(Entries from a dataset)

***

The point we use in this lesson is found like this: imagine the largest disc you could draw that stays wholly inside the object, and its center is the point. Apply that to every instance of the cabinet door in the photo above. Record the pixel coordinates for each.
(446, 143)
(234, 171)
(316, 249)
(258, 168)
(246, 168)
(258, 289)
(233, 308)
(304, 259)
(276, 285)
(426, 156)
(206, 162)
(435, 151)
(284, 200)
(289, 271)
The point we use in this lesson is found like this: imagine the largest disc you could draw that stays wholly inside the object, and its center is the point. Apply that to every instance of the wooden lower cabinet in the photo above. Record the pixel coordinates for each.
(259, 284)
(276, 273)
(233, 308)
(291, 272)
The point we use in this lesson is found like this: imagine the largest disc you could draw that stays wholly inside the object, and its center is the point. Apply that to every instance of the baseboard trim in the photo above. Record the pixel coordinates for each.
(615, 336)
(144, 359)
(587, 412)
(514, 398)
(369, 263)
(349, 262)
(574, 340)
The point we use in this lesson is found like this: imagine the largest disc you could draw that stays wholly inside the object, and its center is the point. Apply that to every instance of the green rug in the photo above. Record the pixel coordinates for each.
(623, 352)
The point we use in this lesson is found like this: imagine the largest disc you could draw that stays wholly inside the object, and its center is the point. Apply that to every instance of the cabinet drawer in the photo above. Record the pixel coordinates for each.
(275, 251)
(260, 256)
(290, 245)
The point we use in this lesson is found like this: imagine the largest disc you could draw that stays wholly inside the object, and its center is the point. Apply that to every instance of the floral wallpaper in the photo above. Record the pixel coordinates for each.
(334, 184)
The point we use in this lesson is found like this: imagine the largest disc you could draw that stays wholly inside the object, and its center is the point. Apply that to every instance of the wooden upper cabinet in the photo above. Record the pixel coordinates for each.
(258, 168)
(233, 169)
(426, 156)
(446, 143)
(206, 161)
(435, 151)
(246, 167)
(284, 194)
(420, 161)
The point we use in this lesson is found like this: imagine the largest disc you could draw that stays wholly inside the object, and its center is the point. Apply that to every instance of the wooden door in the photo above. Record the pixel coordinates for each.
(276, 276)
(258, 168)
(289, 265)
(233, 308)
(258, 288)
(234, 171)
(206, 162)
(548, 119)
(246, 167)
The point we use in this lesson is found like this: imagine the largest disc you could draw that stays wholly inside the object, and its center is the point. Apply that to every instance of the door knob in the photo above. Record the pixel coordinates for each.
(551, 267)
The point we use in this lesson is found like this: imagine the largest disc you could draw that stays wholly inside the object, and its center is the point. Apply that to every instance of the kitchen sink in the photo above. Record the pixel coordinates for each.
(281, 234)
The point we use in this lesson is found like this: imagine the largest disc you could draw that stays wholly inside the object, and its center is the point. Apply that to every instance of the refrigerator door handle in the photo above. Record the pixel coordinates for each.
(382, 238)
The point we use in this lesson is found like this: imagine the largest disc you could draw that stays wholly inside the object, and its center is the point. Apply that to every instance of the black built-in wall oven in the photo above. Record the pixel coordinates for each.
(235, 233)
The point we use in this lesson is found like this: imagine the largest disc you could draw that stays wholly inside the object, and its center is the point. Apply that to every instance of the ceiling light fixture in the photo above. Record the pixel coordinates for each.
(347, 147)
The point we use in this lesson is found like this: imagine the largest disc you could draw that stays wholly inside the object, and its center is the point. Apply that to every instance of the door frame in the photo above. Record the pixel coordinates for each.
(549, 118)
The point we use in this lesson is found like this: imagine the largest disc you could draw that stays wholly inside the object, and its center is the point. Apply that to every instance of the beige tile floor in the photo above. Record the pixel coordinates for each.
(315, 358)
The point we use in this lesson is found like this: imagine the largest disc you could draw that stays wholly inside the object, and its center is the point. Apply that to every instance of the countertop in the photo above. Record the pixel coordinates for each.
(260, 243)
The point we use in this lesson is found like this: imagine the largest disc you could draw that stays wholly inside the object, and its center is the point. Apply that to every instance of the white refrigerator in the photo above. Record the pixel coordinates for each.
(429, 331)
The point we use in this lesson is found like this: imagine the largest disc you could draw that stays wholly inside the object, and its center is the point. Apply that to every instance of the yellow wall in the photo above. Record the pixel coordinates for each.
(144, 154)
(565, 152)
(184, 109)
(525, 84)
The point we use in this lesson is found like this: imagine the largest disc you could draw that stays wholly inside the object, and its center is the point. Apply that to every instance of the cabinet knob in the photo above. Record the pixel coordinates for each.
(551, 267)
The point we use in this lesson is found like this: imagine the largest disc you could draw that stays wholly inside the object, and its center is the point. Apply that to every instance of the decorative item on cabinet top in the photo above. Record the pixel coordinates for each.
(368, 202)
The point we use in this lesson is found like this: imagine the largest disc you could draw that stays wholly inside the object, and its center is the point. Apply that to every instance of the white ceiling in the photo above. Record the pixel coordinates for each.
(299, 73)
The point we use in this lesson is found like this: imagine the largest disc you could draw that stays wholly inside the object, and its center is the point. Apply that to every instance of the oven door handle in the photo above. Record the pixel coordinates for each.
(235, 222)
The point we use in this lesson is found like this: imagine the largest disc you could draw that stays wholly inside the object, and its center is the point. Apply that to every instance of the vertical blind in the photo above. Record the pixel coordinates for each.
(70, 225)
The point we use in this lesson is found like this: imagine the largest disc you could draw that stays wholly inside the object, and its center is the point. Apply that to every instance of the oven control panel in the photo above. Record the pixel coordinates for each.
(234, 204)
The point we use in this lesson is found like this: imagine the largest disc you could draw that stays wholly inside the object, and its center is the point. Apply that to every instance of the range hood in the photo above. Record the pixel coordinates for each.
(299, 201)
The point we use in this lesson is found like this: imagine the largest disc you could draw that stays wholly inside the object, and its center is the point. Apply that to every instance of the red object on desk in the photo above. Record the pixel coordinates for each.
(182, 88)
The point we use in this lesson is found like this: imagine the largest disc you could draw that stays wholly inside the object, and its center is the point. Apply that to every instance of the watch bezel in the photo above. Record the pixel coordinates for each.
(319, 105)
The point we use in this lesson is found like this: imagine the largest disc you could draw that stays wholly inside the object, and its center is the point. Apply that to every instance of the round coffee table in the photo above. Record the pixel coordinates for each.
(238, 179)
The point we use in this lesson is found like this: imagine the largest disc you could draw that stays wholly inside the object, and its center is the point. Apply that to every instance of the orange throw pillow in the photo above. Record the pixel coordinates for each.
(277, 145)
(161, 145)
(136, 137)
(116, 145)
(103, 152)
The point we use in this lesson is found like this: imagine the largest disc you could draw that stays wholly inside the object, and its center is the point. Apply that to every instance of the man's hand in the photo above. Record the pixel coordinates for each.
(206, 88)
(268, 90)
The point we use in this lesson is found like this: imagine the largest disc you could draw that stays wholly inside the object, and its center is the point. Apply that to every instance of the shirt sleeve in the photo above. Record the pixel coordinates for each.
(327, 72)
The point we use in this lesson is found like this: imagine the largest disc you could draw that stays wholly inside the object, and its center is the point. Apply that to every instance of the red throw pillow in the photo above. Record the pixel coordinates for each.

***

◆ **Your task**: Take the material above and return all of it exactly.

◆ **Solved problem**:
The point we use in this lesson is found like this: imagine the largest disc you could draw that stays wholly inside the object, and its center is the point. Apply that to every instance of the cabinet door in the photo above. Record the pixel coordinates for each.
(446, 143)
(234, 171)
(316, 249)
(258, 168)
(246, 168)
(258, 289)
(233, 308)
(304, 259)
(276, 285)
(426, 156)
(206, 162)
(435, 151)
(284, 200)
(289, 271)
The point we use in this lesson is found like this: imagine the largest disc you could draw that stays wholly inside the object, and its center is the point. Apply that to every instance of the wooden lower cabinet in the photo above. Record the pixel coordinates for each.
(259, 284)
(276, 273)
(233, 308)
(291, 272)
The point we use in this lesson is found like this: imagine the largest disc you could draw that stays wholly inside the object, and its center is the point. Apply that to every instance of the baseboard trim in the photo above. Record the pixel coordinates for each.
(615, 336)
(144, 359)
(587, 412)
(514, 398)
(369, 263)
(349, 262)
(574, 340)
The point we use in this lesson is found like this: imagine the largest disc you could draw that stays wholly inside the object, and its center is the point. Apply that to every instance of the green rug in the photo above. Record the pixel coordinates for each.
(623, 352)
The point we use in this lesson is found like this: imagine the largest disc you could draw that stays wholly inside the object, and its center is the point. Apply that to every instance of the cabinet drawer in the photo above. Record the pixel coordinates for each.
(275, 251)
(260, 256)
(290, 245)
The point we use in this lesson is found like this: imagine the largest disc you could draw that stays wholly inside the object, and its center is the point. Apply that to every instance of the floral wallpaper in the photo above. Record the pixel coordinates for each.
(334, 184)
The point we use in this lesson is found like this: imagine the largest disc you could draw that stays wholly inside the object, and its center is the point. Apply that to every instance of the wooden upper cabinet in the photo above. Record the pixel coordinates for each.
(258, 168)
(233, 169)
(426, 156)
(446, 143)
(206, 161)
(435, 151)
(246, 167)
(284, 194)
(420, 161)
The point we use in this lesson is found like this: imagine the largest disc you could draw that stays wholly inside the object, and its center is the point. Apply that to every instance of the wooden door in the photo above. Record the pixel coordinates for each.
(276, 276)
(258, 168)
(289, 265)
(233, 308)
(258, 288)
(234, 171)
(206, 162)
(548, 119)
(246, 167)
The point we use in this lesson is found like this: imagine the largest disc you could draw that stays wholly inside the object, and its center is the point. Apply that to every instance of the door knob in the photo above. Record the pixel coordinates for each.
(551, 267)
The point we use in this lesson is found like this: imagine the largest disc you could draw that stays wholly inside the object, and its center is the point. Apply that to every instance of the kitchen sink in the photo above. Record the pixel coordinates for each.
(281, 234)
The point we use in this lesson is found like this: imagine the largest disc you could draw that stays wholly inside the object, and its center is the point. Apply that to every instance of the refrigerator door handle in the photo above. Record the pixel coordinates for each.
(382, 238)
The point we use in this lesson is found like this: imagine the largest disc you could draw that stays wholly inside the object, and its center is the point. Apply that to every instance of the black built-in wall oven in the photo above. Record the pixel coordinates for each.
(235, 233)
The point we use in this lesson is found like this: imagine the largest disc you could draw that stays wholly inside the object, and its center is the point. Apply that to every instance of the ceiling light fixture in the photo above. Record the pixel coordinates for each.
(347, 147)
The point we use in this lesson is found like this: imagine the largest disc you could draw that stays wholly inside the object, and its center is the point. Apply that to every instance of the door frame in the photo above. Record the pixel coordinates for each.
(549, 118)
The point we use in this lesson is found like this: imagine the largest disc you could draw that stays wholly inside the object, and its center is the point. Apply that to every instance of the beige tile floor in the photo above. Record the pixel coordinates for each.
(315, 358)
The point we use in this lesson is found like this: imagine the largest disc you could draw that stays wholly inside the object, and its center is the point. Apply that to every instance of the countertop in the photo above. Record the pixel coordinates for each.
(260, 243)
The point we use in this lesson is found like this: imagine the largest disc you could draw that stays wholly inside the object, and its center is the point. Apply that to every instance of the white refrigerator in the photo above. Record the pixel coordinates for each.
(429, 331)
The point we use in this lesson is found like this: imagine the largest disc you could draw that stays wholly inside the object, and its center is the point. Apply that to every instance of the yellow wall in the photo above. Record the pixel coordinates for each.
(144, 154)
(565, 152)
(184, 109)
(525, 84)
The point we use in this lesson is found like this: imagine the largest disc you could draw that stays wholly inside the object, and its center is the point. Apply that to every instance of the cabinet knob in the photo above. Record the pixel coordinates for each.
(551, 267)
The point we use in this lesson is found like this: imagine the largest disc you could draw that stays wholly inside the object, and its center is the point. Apply that to every instance of the decorative item on cabinet top in the photo above. Record the pixel coordinates for each.
(368, 202)
The point we use in this lesson is found like this: imagine the largest disc you could draw that stays wholly inside the object, and its center is the point. Apply that to every instance of the white ceiling in the photo above. Record the pixel coordinates for each.
(299, 73)
The point we use in this lesson is found like this: imagine the largest disc you could draw that stays wholly inside the object, and its center is the point. Apply that to every instance of the oven door handle in the photo above. Record the pixel coordinates for each.
(235, 222)
The point we use in this lesson is found like this: imagine the largest disc you could draw that stays wholly inside the object, and its center is the point. Apply that to every instance of the vertical blind in the photo above. Record the pixel coordinates for each.
(70, 225)
The point we use in this lesson is found like this: imagine the largest disc you could draw that stays wholly inside the object, and its center is the point. Apply that to every instance of the oven control panel in the photo above. Record the pixel coordinates for each.
(234, 204)
The point we use in this lesson is found like this: imagine the largest disc you could draw that stays wholly inside the object, and its center is the point. Apply that to every instance of the range hood in the photo above. Record the pixel coordinates for each.
(299, 201)
The point we use in this lesson is found like this: imagine the largest disc you could draw that stays wholly inside the object, and its center is the point. Apply that to every instance of the red object on desk in the photo above. Record the pixel coordinates for each.
(182, 88)
The point we use in this lesson is found like this: imagine the largest disc you could draw that stays wholly inside the object, and its center is the point. Apply that to every instance of the watch bezel in the photo above. Record the pixel coordinates for each.
(319, 105)
The point we use in this lesson is found like this: imagine the largest disc you could draw that stays wholly inside the object, and its center is the point. Apply that to every instance of the round coffee table in the photo above. Record the pixel coordinates for each.
(238, 179)
The point we use in this lesson is found like this: imagine the largest disc you could draw that stays wholly inside the object, and its center is the point. Apply that to every instance of the orange throw pillow in the photo above. Record the pixel coordinates for each.
(277, 145)
(161, 145)
(136, 137)
(116, 145)
(103, 152)
The point we use in this lesson is found like this: imagine the largest disc you could draw that stays wholly inside the object, and its center is the point. Apply that to every instance of the man's hand in the photo above. Record the pixel coordinates for each.
(206, 88)
(268, 90)
The point we use in this lesson is found like this: imagine the largest disc you could draw that stays wholly inside the object, and its center is the point. Apply that to every instance of the shirt sleeve in the photo above. Record the pixel coordinates for each.
(327, 72)
The point we use in this lesson is found like this: imagine the largest disc you could draw that stays wholly inside the object, and its center is the point. Apply that to every instance of the red throw pillow in the photo above. Record the pixel coordinates for each.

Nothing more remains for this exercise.